Copy each of the following records line for line, keeping every character unchanged.
^^^^^^^^
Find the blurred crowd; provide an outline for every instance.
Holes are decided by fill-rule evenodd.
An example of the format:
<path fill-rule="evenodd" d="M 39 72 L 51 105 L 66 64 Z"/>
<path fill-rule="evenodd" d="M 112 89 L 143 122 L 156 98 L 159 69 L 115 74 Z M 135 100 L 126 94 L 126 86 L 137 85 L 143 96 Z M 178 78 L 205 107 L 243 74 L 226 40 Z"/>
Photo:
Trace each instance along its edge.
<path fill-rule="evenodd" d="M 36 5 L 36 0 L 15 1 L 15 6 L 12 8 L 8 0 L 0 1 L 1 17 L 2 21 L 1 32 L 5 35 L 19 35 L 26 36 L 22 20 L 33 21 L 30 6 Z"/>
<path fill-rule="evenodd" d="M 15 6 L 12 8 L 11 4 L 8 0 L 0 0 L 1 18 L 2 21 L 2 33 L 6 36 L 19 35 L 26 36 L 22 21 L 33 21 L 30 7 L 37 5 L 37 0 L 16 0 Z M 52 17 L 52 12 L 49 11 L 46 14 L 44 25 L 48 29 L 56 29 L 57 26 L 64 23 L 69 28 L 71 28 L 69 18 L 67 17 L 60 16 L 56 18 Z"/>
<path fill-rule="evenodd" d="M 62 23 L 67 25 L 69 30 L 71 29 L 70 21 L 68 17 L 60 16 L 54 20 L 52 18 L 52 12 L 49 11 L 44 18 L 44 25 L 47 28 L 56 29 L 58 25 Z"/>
^^^^^^^^
_IN RESPONSE_:
Find the blurred crowd; provide an outline for every instance.
Holes are decided by fill-rule evenodd.
An example of the format:
<path fill-rule="evenodd" d="M 39 72 L 51 105 L 66 64 Z"/>
<path fill-rule="evenodd" d="M 112 89 L 143 122 L 156 98 L 159 69 L 115 74 Z M 135 100 L 126 94 L 126 86 L 137 85 L 143 96 Z M 178 78 L 205 107 L 243 74 L 226 40 Z"/>
Photo:
Trace each instance along its edge.
<path fill-rule="evenodd" d="M 36 5 L 36 0 L 15 1 L 15 6 L 12 8 L 8 0 L 0 1 L 1 17 L 2 21 L 1 32 L 5 35 L 19 35 L 26 36 L 22 20 L 33 21 L 30 6 Z"/>
<path fill-rule="evenodd" d="M 15 6 L 12 8 L 11 4 L 8 0 L 0 0 L 1 18 L 2 21 L 2 33 L 6 36 L 19 35 L 26 36 L 22 21 L 33 21 L 30 7 L 37 5 L 37 0 L 16 0 Z M 52 17 L 52 12 L 49 11 L 46 14 L 44 25 L 48 29 L 56 29 L 57 26 L 64 23 L 69 28 L 71 28 L 69 18 L 67 17 L 60 16 L 56 18 Z"/>
<path fill-rule="evenodd" d="M 62 23 L 67 25 L 69 30 L 71 29 L 70 21 L 68 17 L 60 16 L 54 20 L 52 18 L 52 12 L 49 11 L 44 18 L 44 25 L 47 28 L 56 29 L 58 25 Z"/>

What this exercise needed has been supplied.